▶ **Extracted entries**
=== Begin Enclosure ===

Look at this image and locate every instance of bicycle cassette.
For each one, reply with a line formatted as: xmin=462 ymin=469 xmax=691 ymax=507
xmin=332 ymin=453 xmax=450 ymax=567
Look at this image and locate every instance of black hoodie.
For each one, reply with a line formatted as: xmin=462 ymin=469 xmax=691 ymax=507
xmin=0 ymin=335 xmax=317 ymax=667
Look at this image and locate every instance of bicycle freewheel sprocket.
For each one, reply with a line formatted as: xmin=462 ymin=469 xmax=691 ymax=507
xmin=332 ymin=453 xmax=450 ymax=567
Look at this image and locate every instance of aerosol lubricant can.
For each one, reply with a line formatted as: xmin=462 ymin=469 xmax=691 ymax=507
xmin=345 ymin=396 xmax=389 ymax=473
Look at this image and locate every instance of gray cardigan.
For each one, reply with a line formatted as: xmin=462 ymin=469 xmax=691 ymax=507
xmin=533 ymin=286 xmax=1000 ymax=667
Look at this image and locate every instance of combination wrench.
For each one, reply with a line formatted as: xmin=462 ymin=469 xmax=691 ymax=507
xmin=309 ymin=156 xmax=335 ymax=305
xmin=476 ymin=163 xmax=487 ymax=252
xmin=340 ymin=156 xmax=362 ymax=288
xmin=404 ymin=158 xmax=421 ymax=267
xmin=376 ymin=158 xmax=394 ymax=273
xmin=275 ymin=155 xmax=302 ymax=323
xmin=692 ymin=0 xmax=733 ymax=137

=== End Enclosure ===

▶ **Problem description**
Each line in the listing above from the one containing "Look at this image and locate every instance of aerosol" through the one containing "Look at this image and locate every instance of combination" should be repeated exactly, and no other line.

▶ **Your solution**
Look at this image and locate every instance of aerosol lubricant can.
For each one, reply with a line formatted as: xmin=462 ymin=469 xmax=691 ymax=507
xmin=345 ymin=396 xmax=389 ymax=473
Look at this image and locate every instance of gray cardigan.
For each one, reply with a line formatted as: xmin=462 ymin=469 xmax=691 ymax=507
xmin=533 ymin=286 xmax=1000 ymax=667
Look at this image and locate every instance of combination wrench.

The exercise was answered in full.